→ DESCRIPTION OF THE TASK: Could you copy out every line of the material below word for word, without changing anything?

→ PROVIDED RECORDS:
_ _ _ _ _ _ _

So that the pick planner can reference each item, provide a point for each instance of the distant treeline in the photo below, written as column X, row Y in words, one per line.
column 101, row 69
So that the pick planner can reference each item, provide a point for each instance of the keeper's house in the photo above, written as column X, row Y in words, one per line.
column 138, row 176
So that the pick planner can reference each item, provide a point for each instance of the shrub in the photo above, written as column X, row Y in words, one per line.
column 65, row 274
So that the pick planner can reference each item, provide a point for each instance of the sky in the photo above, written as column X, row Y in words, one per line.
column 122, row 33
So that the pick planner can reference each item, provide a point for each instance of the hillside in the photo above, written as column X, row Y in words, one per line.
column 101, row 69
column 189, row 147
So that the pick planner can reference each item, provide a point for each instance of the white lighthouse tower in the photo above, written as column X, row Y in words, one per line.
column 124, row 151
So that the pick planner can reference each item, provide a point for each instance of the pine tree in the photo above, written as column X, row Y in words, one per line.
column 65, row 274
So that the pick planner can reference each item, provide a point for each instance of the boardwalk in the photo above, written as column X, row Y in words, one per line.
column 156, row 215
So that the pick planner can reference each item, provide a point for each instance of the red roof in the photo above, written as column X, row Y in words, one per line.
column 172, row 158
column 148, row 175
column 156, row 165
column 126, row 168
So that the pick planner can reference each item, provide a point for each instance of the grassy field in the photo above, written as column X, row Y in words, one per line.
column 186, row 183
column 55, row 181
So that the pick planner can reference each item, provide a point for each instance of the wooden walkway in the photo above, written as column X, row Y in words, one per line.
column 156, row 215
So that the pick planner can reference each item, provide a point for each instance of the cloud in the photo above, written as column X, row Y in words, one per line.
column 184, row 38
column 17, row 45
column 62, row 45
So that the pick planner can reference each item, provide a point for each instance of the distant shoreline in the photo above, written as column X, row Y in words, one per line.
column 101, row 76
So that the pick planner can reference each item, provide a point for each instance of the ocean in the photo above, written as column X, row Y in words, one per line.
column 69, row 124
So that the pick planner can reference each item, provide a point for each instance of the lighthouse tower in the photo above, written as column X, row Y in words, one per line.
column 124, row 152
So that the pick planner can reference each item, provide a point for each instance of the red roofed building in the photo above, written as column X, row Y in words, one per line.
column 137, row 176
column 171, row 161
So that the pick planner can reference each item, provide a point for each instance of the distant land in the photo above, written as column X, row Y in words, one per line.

_ _ _ _ _ _ _

→ COMPLETE OUTPUT:
So that the pick planner can reference each item, provide a point for each instance of the distant treeline in the photo below, written as column X, row Y in words, one per line.
column 101, row 69
So that the pick planner can reference each item, provide a point for each instance of the keeper's house in the photo above, written as column X, row Y in words, one per line.
column 138, row 176
So that the pick planner can reference each item, provide a point for each instance of the shrub in the photo above, written as column X, row Y in words, one per line.
column 65, row 274
So that the pick planner can reference each item, provide a point for each instance of the sky in the photo above, written as column X, row Y in words, one per line.
column 122, row 33
So that the pick planner can reference each item, provide a point for each instance of the hillside in the photo above, written as column X, row Y in words, one per line.
column 101, row 69
column 189, row 147
So that the pick planner can reference each item, provide a point for each instance of the white lighthouse tower in the photo above, written as column X, row Y in words, one per line.
column 124, row 151
So that the pick planner can reference each item, provide a point for each instance of the pine tree in the photo above, written as column X, row Y in words, one per line.
column 65, row 274
So that the pick planner can reference each item, provide a point for each instance of the boardwalk in the photo above, written as column X, row Y in words, one per line.
column 156, row 215
So that the pick planner can reference each item, provide a point for each instance of the red roof in the photo above, written as column X, row Y in words, one per line.
column 172, row 158
column 148, row 175
column 156, row 165
column 126, row 168
So that the pick planner can reference each item, provide a point for each instance of the grassy field in the photo above, written as column X, row Y in words, one per line.
column 186, row 183
column 55, row 181
So that the pick planner can reference each item, provide a point for each instance of the wooden walkway in the photo above, written as column X, row Y in words, one per line.
column 156, row 215
So that the pick planner can reference each item, provide a point for each instance of the cloud in the photo above, written as column X, row Y in words, one per line.
column 184, row 38
column 17, row 45
column 62, row 45
So that the pick planner can reference each item, provide a point for each instance of the distant shoreline in the photo above, written as column X, row Y in words, one per line.
column 101, row 76
So that the pick planner can reference each item, provide a point for each instance of the ocean in the photo above, written as column X, row Y in words, one per line.
column 69, row 124
So that the pick planner can reference each item, provide a point for each instance of the lighthouse tower in the photo above, written as column X, row Y in words, one per line.
column 124, row 152
So that the pick planner can reference each item, provide a point for each instance of the red roofed building in the photo above, written as column X, row Y in words, one per line.
column 137, row 176
column 171, row 161
So that the pick planner can reference each item, provide a point for each instance of the distant land in the photo above, written as column X, row Y in words, one per line.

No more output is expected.